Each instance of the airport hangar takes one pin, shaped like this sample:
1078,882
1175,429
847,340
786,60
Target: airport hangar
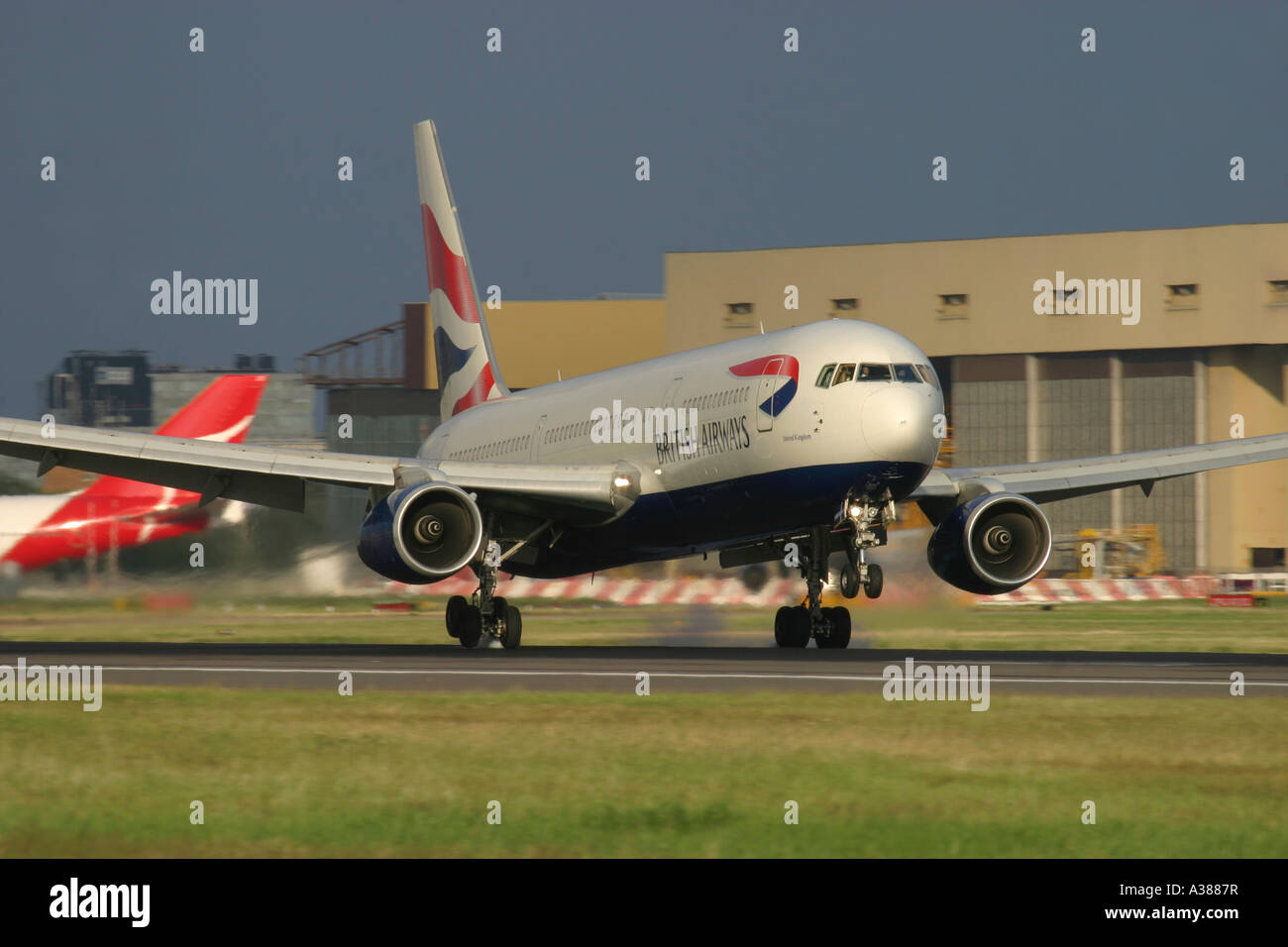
1210,348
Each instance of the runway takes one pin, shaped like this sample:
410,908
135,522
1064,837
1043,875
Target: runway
670,671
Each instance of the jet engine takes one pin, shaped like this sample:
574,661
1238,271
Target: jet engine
421,534
992,544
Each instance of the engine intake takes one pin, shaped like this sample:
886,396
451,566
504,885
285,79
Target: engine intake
992,544
421,534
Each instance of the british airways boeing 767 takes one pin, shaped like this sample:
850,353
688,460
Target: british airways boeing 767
806,436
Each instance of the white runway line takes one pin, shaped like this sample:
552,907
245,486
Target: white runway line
699,676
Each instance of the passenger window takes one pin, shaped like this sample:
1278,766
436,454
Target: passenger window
928,375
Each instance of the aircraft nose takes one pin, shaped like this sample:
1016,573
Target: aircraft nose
898,424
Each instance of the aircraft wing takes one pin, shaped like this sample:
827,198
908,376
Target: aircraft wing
273,476
1057,479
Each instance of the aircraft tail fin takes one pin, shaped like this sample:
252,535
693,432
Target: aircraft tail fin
468,372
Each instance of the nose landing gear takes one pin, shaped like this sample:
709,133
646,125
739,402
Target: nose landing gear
829,628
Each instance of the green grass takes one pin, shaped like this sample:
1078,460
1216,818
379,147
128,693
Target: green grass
406,774
1106,626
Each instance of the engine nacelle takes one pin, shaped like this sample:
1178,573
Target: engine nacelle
421,534
993,544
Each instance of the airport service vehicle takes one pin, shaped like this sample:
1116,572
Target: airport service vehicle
114,512
790,445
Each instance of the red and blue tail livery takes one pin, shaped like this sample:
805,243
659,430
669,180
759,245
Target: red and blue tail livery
780,376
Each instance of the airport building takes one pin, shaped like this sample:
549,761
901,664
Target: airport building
1050,347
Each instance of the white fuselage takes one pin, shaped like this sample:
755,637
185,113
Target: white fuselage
748,471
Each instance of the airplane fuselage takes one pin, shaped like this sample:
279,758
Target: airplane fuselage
767,449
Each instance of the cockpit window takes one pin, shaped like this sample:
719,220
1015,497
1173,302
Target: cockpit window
928,375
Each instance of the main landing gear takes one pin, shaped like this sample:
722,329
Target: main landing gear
829,628
484,613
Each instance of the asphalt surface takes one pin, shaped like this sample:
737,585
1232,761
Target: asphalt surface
610,669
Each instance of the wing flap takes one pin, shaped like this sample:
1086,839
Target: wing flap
1057,479
273,476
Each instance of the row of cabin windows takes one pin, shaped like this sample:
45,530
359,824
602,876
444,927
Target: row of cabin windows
704,402
833,373
566,431
493,450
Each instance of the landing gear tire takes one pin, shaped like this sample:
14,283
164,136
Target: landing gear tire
849,581
791,628
872,587
471,626
838,618
456,605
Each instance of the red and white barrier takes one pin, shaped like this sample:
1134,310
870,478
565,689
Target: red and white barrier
1073,590
728,590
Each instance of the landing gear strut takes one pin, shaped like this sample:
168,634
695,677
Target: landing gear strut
867,531
484,613
829,628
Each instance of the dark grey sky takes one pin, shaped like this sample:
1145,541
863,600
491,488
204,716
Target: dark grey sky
223,163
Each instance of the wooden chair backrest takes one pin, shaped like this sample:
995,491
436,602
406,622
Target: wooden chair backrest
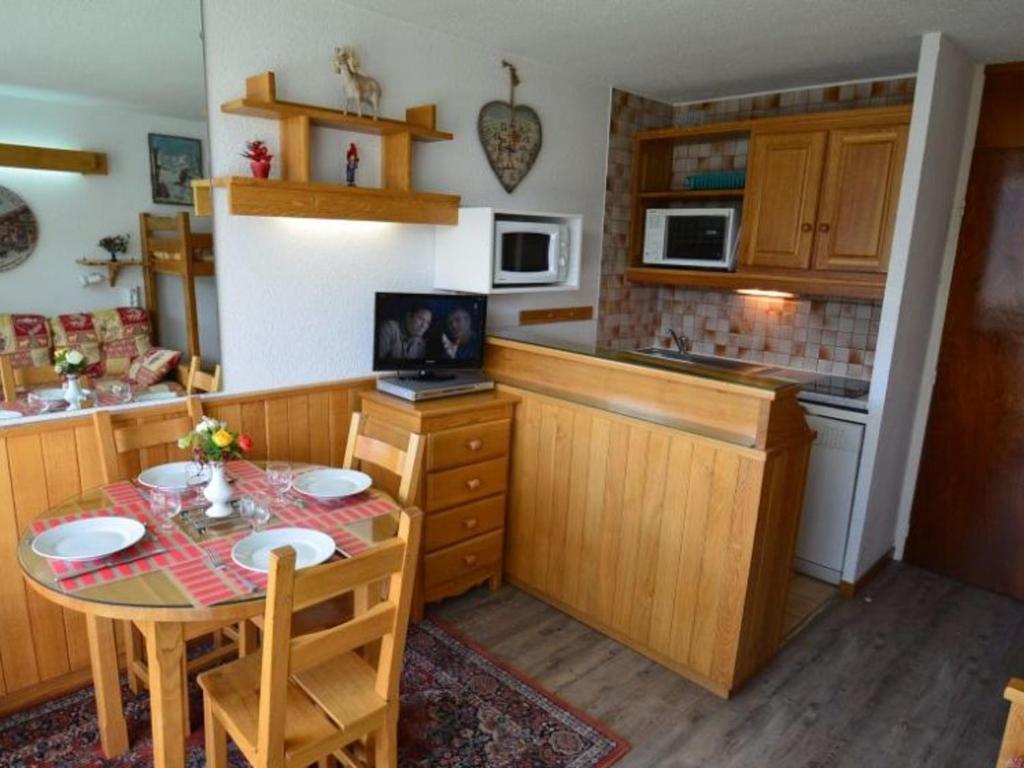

## EXERCISE
Every line above goes into your copy exactly; no images go in.

## OUTPUT OF THE TASK
Each instance of the airport hangar takes one pin, shaped like this sample:
1078,882
1175,429
847,340
786,60
Target: airport hangar
1210,348
Each instance of the runway takes one pin, shaped like this sample:
410,908
135,522
1064,837
1043,875
Target: runway
670,671
Each instance of the jet engine takes one pin, shaped like this sample:
574,661
1238,271
Target: jet engine
421,534
992,544
Each instance of the engine intake takes one pin, shaped like this sample:
886,396
451,566
504,885
285,79
Target: engine intake
992,544
421,534
Each instance of the british airways boeing 767 takes one pin, shaped like this sample:
850,353
688,460
Target: british airways boeing 767
806,436
Each instance of the white runway line takes one pin, shaped like this sample:
552,907
245,486
Target: white runway line
699,676
Each instance of the passenger window takes one pin, shaped like this sample:
1278,766
436,454
Target: passenger window
928,375
Each instance of the aircraft nose takes one pin, shaped like this sample:
1016,573
Target: aircraft nose
898,424
Each instance of the aircraft wing takes one pin, shaped like this sample:
827,198
908,376
Target: aircraft wing
273,476
1057,479
Each instance of the aircraft tail fin takes one pin, shaped like this sample:
252,535
693,432
Target: aircraft tail fin
468,372
Each instance of the nose landing gear takes one pin, shaped like this sample:
709,133
646,125
739,402
Target: nose landing gear
829,628
Each instance of the green grass takes one pin, shaped like this sample:
1078,460
1216,818
379,147
128,693
Target: green grass
406,774
1106,626
Each instance of the engine nacelle takes one pin, shaped like this sample:
1178,573
Target: engine nacelle
421,534
993,544
Each instance of the airport service vehicle takes one pin, shaped like this sample:
1116,572
Target: airport service vehicle
114,512
790,445
Each instance of the red and blue tail livery takes one pin, shaped like this sample:
805,243
659,430
669,180
759,245
Target: red and blue tail livery
780,376
Each instance of the airport building takes one pin, shaped like this sample:
549,761
901,664
Target: airport building
1050,347
Each instance of the white fuselage takes one pin, shaped like this sample:
755,637
185,113
Target: white fuselage
748,471
Each instance of the airplane fuselage takes one pin, shaped like this sample:
279,758
Target: airplane fuselage
767,449
Each instance of the cockpit window takes one pin, shaped like this sample:
719,220
1015,497
1173,302
Target: cockpit window
928,375
Each instance of the main landing gear takes one pin, shaped like this sample:
722,329
Target: main landing gear
829,628
484,613
Each instance of the asphalt surface takes one pin, shaped like this sample:
737,585
1232,761
Target: asphalt surface
610,669
Each instance of the wing flap takes one pin, shaped like this sample:
1086,839
Target: wing flap
1057,479
273,476
Each instance of the row of cabin windows takes one pin, shaped like this sample:
45,530
359,824
602,876
444,927
Target: row of cabin windows
704,402
833,373
566,431
493,450
Each instance of the landing gear tire takes one pin, shaped like this sample:
14,283
164,136
Target: landing gear tire
849,581
791,628
872,587
471,626
838,618
456,605
Each instance of the red and white barrier takes one pin, shaped like this sample:
1134,310
870,478
565,689
Target: red and white barrier
1073,590
728,590
Each instance of the landing gear strut takes one pin, shaped like this sample:
168,634
695,677
Target: landing gear strut
867,531
484,613
829,628
Each instance of the dark grey sky takes one pin, shaped like this sample:
1145,541
863,600
491,488
204,716
Target: dark grey sky
223,163
Each instance of the wooden chair backrest takes one pin, shaped like this sample:
995,491
436,602
406,622
Target: wooden chair backrest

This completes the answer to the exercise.